§ Dataset entries:
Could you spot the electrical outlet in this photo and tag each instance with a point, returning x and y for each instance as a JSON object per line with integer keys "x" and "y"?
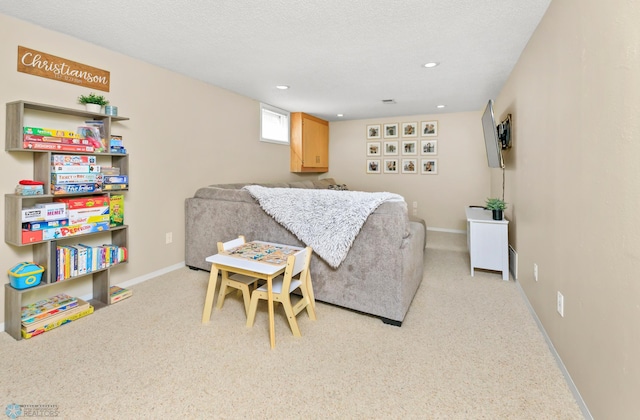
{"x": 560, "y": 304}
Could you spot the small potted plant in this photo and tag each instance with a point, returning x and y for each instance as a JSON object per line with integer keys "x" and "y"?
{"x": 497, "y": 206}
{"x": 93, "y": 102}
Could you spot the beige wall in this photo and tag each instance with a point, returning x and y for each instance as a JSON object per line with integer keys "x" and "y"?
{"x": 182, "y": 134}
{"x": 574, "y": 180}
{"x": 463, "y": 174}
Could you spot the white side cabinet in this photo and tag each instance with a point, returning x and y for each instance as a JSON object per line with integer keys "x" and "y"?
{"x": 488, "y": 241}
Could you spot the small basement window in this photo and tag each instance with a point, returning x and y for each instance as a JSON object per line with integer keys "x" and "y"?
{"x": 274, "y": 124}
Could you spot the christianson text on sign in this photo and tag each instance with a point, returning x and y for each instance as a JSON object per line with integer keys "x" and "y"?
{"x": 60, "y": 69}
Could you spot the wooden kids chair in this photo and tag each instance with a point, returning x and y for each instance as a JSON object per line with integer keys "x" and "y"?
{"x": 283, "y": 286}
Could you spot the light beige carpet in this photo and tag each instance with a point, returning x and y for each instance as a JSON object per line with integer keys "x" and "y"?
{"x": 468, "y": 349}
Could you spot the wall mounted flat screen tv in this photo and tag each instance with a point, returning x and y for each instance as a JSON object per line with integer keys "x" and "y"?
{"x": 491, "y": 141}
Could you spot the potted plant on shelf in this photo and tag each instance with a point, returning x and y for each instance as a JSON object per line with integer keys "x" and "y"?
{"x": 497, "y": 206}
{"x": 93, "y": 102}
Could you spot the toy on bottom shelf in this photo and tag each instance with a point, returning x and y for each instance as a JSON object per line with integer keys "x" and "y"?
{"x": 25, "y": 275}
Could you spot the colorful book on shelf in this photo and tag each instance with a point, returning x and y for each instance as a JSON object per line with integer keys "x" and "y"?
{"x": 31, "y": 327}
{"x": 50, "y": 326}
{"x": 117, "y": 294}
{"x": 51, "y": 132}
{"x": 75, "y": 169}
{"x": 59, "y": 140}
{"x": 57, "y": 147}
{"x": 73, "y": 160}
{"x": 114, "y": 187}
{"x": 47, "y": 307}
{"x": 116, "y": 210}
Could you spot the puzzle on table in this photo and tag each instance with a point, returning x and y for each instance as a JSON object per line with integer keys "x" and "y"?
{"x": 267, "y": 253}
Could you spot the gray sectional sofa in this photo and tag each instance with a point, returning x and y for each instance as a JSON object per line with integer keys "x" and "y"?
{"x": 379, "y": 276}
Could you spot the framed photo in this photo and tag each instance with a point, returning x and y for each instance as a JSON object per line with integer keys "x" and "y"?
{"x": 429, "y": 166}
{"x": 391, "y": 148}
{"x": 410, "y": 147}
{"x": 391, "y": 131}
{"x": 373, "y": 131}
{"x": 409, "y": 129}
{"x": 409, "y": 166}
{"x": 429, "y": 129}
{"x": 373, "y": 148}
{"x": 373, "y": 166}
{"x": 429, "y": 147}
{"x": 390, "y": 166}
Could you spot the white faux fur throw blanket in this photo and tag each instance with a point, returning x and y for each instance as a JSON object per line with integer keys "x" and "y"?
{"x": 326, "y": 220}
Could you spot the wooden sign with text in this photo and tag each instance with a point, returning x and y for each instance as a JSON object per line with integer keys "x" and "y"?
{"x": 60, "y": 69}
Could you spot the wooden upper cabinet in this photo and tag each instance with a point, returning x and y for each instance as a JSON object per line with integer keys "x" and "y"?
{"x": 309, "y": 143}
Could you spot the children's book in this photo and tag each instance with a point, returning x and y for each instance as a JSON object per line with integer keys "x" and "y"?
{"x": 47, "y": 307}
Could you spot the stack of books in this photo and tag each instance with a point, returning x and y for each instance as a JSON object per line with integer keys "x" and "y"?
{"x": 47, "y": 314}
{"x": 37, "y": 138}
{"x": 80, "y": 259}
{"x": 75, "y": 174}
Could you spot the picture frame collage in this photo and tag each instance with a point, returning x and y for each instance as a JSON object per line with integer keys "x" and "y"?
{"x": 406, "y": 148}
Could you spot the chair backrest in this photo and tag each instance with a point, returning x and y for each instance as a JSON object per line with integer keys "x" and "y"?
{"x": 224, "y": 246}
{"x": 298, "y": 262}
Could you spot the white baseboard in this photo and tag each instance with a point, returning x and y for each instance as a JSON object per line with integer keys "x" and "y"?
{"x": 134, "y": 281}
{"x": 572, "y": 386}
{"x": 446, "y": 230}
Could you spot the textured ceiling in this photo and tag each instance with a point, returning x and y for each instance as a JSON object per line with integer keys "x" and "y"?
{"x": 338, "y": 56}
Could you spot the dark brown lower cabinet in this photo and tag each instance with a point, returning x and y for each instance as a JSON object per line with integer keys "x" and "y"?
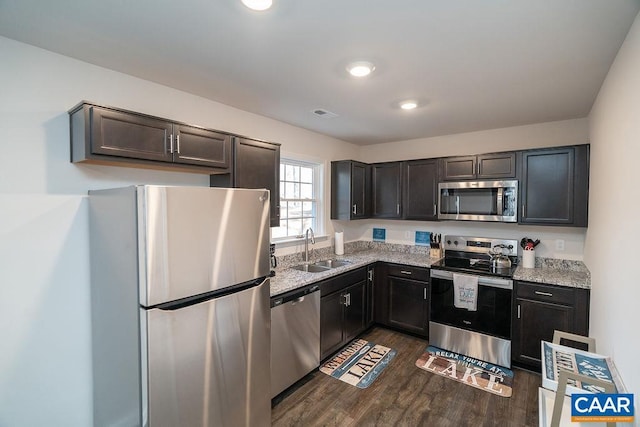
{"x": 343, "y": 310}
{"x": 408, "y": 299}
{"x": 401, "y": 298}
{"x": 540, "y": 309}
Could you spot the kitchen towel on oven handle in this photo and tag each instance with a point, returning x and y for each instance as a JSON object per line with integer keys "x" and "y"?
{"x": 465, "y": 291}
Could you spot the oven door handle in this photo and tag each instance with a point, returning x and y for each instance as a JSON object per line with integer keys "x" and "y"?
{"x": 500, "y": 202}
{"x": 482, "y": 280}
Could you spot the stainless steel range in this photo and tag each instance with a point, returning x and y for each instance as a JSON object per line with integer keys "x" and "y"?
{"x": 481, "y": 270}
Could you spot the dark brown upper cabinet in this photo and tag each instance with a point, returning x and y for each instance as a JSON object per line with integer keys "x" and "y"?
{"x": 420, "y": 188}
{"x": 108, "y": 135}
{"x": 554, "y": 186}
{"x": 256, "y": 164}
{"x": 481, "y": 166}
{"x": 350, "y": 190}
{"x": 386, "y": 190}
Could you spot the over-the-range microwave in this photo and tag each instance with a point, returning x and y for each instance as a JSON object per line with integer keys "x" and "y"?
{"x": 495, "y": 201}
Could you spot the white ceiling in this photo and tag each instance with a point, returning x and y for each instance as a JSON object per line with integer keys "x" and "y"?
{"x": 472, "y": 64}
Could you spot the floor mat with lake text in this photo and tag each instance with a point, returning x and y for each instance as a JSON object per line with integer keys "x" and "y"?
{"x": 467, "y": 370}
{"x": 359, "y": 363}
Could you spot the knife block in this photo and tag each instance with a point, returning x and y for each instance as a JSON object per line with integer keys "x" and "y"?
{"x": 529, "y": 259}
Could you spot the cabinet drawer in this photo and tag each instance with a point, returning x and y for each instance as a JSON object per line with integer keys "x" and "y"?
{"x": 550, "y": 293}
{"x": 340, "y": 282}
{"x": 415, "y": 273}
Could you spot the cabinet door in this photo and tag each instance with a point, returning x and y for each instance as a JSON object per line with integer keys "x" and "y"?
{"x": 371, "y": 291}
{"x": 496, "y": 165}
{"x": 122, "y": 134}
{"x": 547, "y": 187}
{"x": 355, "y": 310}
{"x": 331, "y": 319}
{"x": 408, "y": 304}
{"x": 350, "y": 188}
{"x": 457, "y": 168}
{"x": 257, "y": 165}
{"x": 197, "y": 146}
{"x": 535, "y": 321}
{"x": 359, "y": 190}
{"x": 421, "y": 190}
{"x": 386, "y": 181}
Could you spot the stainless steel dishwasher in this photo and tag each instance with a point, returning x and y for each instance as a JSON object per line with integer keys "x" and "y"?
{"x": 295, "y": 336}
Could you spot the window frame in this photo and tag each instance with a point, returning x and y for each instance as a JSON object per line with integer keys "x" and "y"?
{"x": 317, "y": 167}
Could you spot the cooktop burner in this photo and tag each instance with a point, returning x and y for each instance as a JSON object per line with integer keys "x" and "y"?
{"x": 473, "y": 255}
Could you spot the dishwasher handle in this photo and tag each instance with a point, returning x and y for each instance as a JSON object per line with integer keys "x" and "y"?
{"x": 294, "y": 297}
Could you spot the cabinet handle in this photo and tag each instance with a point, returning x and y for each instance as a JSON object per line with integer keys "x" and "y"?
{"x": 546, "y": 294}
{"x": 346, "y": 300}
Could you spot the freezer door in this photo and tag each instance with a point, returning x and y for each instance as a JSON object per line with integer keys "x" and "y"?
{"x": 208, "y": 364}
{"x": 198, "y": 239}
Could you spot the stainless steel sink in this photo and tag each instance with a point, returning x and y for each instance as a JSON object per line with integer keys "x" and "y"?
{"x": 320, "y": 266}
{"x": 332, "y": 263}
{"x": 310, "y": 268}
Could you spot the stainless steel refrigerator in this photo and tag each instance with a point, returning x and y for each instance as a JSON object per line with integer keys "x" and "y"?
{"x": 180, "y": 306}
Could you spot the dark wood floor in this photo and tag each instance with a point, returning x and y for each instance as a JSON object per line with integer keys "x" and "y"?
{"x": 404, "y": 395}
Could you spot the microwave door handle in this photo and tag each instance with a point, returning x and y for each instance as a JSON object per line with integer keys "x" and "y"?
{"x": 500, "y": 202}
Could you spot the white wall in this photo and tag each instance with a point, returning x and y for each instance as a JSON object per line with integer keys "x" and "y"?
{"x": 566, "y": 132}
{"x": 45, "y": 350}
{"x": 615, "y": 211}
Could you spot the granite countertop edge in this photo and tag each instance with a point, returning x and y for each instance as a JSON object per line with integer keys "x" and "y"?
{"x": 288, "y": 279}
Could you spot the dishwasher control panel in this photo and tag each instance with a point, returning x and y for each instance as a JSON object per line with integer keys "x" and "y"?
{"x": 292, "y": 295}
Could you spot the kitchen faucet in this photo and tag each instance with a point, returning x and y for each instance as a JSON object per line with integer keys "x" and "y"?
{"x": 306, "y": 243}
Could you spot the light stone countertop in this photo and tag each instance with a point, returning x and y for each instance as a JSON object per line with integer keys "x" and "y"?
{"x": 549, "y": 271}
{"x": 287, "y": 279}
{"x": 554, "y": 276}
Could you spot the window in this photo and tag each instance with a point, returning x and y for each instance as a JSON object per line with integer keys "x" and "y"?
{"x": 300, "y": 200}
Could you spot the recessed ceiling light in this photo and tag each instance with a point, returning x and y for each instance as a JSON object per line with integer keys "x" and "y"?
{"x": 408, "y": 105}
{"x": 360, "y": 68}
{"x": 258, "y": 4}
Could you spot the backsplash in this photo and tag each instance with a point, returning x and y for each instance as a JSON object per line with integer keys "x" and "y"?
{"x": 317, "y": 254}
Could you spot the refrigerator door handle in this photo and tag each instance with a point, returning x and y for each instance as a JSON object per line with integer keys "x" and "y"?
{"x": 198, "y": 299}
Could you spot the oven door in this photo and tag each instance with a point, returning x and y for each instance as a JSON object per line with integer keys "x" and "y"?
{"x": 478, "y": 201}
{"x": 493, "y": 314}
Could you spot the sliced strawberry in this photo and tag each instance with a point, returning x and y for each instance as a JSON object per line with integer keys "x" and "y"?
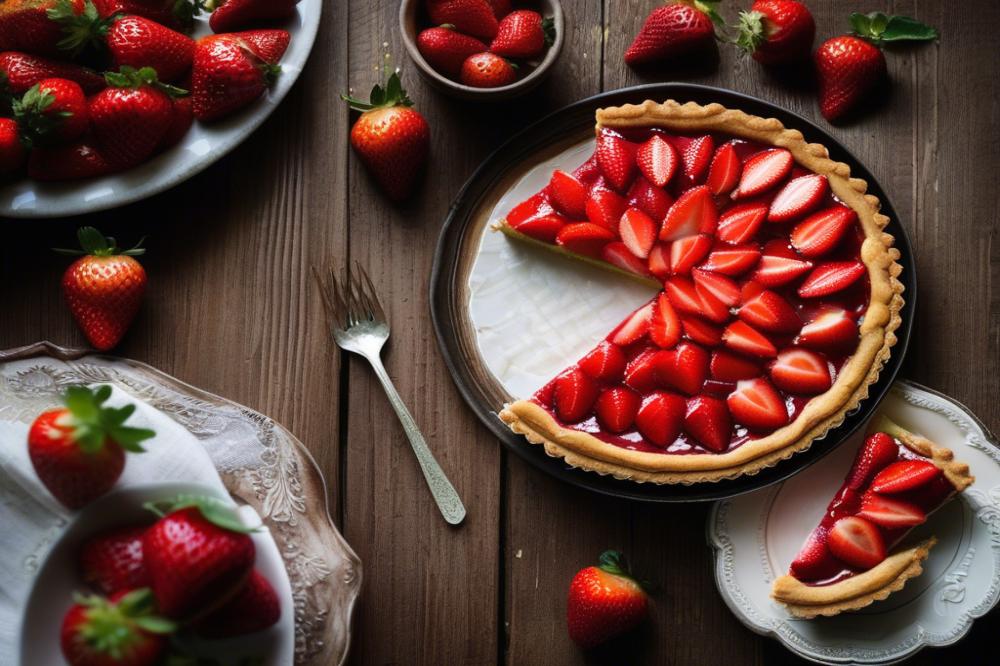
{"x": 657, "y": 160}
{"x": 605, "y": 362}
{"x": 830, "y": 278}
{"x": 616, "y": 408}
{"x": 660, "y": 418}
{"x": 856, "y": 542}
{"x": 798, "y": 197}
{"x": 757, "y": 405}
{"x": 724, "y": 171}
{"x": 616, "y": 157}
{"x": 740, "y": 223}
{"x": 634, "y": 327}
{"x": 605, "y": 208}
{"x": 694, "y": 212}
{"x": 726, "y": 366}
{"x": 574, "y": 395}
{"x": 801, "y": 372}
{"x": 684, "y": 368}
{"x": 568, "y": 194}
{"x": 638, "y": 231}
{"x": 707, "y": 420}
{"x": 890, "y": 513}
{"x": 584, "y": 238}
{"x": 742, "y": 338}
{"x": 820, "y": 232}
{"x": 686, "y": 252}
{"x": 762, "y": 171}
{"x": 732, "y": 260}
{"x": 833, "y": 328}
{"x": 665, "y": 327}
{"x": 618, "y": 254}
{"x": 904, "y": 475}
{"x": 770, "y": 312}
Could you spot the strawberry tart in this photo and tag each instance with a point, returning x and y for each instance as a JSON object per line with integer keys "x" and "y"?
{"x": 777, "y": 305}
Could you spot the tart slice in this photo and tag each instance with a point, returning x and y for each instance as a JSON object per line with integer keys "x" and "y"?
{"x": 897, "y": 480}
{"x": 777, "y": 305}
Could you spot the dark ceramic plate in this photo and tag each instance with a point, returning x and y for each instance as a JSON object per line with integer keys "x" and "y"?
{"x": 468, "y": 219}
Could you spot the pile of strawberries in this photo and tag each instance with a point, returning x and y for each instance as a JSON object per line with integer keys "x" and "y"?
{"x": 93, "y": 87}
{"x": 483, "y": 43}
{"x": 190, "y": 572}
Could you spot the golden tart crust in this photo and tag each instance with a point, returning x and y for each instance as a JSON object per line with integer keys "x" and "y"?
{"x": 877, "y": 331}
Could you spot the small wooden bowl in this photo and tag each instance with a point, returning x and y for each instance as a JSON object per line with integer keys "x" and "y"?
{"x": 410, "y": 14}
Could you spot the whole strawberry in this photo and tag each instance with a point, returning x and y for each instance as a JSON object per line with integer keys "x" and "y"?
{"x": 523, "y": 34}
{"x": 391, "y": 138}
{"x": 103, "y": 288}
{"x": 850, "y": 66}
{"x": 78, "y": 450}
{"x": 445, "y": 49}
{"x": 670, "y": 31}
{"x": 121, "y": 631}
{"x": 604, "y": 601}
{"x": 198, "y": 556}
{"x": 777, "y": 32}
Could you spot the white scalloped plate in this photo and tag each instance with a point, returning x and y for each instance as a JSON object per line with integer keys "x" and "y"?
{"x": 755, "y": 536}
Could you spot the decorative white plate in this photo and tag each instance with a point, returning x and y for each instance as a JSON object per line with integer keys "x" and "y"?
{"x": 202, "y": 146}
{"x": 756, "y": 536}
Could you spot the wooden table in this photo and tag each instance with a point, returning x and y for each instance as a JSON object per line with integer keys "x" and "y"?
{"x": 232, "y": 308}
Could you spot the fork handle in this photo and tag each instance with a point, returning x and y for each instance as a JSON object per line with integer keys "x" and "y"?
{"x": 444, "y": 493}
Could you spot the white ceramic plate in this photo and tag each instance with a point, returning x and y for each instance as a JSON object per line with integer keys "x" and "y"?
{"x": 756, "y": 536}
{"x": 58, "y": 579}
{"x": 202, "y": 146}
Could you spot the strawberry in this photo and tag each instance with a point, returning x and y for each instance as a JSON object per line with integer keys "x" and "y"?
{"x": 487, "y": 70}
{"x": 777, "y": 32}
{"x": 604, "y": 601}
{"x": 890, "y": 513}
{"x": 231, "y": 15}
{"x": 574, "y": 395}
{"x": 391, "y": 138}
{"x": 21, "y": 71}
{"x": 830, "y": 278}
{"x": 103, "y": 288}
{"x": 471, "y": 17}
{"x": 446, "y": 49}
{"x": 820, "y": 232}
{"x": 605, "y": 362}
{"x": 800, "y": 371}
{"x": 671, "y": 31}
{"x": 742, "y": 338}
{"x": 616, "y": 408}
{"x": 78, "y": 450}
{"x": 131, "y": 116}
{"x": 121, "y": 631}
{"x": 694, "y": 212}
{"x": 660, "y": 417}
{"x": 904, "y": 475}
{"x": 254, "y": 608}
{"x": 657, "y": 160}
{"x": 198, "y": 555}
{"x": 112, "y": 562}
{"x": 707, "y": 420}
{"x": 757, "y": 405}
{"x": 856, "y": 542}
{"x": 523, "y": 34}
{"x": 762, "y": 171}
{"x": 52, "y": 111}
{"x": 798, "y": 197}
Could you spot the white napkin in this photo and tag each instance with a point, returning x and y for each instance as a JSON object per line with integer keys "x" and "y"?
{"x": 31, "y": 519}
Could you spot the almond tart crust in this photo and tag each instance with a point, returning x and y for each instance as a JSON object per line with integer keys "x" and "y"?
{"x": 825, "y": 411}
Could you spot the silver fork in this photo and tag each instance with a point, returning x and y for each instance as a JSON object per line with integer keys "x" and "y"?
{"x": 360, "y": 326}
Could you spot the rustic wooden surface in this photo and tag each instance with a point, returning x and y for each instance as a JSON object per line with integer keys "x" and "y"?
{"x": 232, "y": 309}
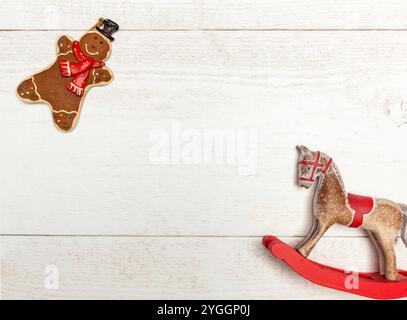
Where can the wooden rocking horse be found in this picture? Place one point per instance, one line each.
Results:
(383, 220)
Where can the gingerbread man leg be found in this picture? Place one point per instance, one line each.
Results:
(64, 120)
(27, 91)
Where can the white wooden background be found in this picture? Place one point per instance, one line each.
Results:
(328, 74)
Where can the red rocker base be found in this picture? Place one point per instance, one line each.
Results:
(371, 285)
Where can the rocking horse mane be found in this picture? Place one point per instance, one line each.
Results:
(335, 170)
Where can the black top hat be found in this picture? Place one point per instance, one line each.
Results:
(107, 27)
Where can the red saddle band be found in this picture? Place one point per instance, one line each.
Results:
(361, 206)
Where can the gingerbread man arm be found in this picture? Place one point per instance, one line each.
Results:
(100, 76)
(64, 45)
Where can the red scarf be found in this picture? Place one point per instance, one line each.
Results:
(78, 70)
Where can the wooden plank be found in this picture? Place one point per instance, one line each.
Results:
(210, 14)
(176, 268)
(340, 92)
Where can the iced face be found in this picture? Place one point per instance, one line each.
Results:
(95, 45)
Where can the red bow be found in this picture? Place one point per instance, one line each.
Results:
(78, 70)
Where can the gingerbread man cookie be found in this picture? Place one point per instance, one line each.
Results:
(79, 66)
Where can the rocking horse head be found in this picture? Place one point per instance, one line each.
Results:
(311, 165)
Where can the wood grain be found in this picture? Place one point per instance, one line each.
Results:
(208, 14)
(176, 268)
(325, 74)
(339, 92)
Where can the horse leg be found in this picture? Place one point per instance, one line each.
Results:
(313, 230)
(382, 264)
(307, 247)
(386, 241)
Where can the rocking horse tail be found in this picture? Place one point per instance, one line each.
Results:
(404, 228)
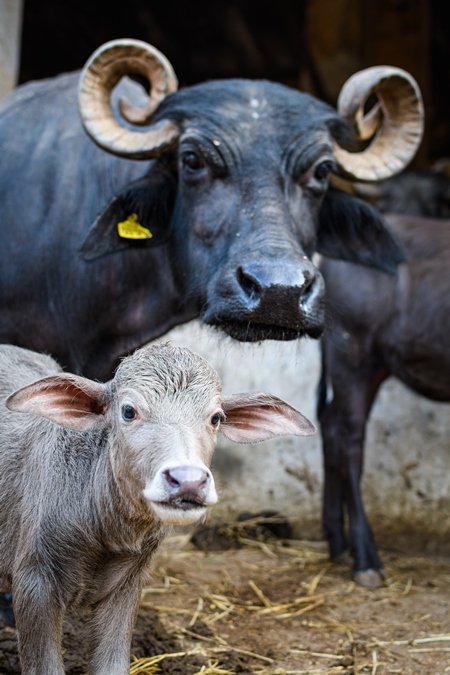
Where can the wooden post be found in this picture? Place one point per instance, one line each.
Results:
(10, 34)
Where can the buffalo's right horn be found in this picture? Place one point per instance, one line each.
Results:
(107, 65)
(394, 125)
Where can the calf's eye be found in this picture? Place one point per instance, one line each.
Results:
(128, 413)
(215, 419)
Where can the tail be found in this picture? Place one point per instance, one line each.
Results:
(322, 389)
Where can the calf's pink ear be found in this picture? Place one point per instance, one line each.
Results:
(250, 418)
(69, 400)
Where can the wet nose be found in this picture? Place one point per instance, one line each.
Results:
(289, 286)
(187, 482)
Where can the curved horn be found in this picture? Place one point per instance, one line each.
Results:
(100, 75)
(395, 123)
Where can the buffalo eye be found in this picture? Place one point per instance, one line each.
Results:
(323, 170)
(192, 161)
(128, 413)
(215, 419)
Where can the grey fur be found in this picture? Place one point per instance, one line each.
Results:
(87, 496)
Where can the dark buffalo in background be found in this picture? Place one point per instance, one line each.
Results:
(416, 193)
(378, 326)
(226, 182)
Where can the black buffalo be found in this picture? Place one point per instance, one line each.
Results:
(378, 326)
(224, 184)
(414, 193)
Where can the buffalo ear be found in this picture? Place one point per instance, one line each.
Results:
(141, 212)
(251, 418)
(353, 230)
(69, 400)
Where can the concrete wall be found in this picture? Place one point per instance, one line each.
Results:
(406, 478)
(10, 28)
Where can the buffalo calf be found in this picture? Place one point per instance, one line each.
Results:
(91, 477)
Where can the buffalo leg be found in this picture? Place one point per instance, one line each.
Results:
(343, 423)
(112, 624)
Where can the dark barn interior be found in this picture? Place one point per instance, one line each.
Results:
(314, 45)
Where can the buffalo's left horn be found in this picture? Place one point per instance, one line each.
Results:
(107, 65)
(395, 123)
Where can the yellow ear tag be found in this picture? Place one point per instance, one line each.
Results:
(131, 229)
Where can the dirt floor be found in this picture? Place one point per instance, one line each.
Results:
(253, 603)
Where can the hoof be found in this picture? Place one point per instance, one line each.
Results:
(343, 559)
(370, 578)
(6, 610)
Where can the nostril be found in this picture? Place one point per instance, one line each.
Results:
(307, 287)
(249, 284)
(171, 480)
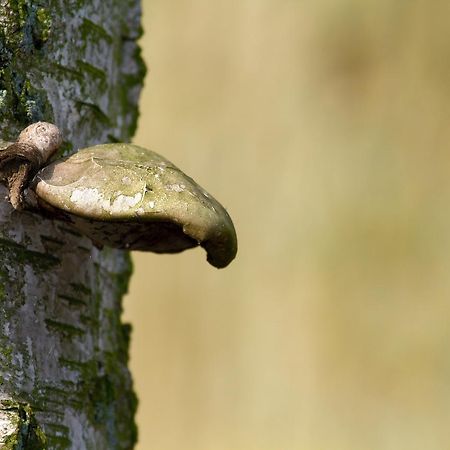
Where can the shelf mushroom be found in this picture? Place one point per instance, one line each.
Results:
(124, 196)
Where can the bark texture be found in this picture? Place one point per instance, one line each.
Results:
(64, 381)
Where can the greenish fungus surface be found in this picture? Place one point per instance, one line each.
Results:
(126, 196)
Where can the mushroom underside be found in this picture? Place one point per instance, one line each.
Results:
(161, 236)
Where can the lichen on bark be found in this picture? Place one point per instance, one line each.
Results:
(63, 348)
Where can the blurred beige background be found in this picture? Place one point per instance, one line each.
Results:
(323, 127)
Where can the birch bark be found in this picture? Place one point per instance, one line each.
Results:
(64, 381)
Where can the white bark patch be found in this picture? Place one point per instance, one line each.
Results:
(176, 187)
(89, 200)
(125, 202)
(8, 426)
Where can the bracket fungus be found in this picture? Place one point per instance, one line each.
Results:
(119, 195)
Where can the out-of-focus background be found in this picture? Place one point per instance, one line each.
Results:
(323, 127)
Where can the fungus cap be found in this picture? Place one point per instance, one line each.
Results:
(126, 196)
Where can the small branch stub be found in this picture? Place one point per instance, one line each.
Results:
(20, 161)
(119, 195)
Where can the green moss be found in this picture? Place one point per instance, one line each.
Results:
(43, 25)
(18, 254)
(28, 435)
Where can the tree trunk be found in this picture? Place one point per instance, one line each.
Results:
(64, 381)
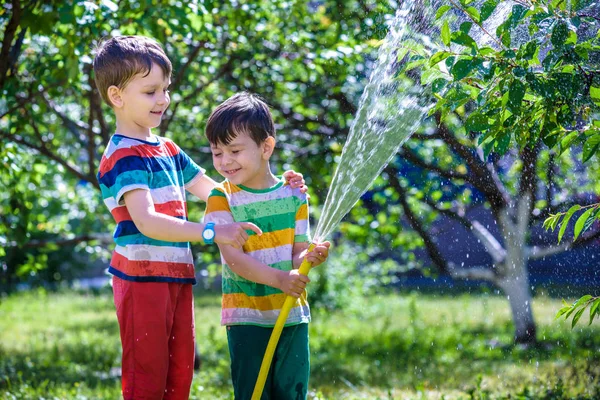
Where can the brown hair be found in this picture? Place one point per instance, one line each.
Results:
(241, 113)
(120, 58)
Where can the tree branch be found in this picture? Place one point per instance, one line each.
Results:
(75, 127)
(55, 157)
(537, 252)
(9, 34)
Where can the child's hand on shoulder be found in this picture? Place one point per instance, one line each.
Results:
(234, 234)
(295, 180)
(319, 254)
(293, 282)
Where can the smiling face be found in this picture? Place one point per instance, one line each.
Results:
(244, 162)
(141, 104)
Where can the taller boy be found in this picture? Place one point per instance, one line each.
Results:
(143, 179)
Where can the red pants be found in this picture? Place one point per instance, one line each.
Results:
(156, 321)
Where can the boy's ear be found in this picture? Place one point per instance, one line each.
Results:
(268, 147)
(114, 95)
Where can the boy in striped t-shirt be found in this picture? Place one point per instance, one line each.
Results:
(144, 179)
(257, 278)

§ Aim of the task: Report the lines above that have the word "background" in them.

§ The completed task:
Where can the white wooden background be found in this picture? Place one point per instance, one line each.
Where can the dark buffalo in background be found in this picture? Place one point per instance, one line each.
Where can the blurred beige background be found in this picture? Place one point per instance, one line each.
Where can the out-of-focus background be found in this picture? Place one point per instance, one line each.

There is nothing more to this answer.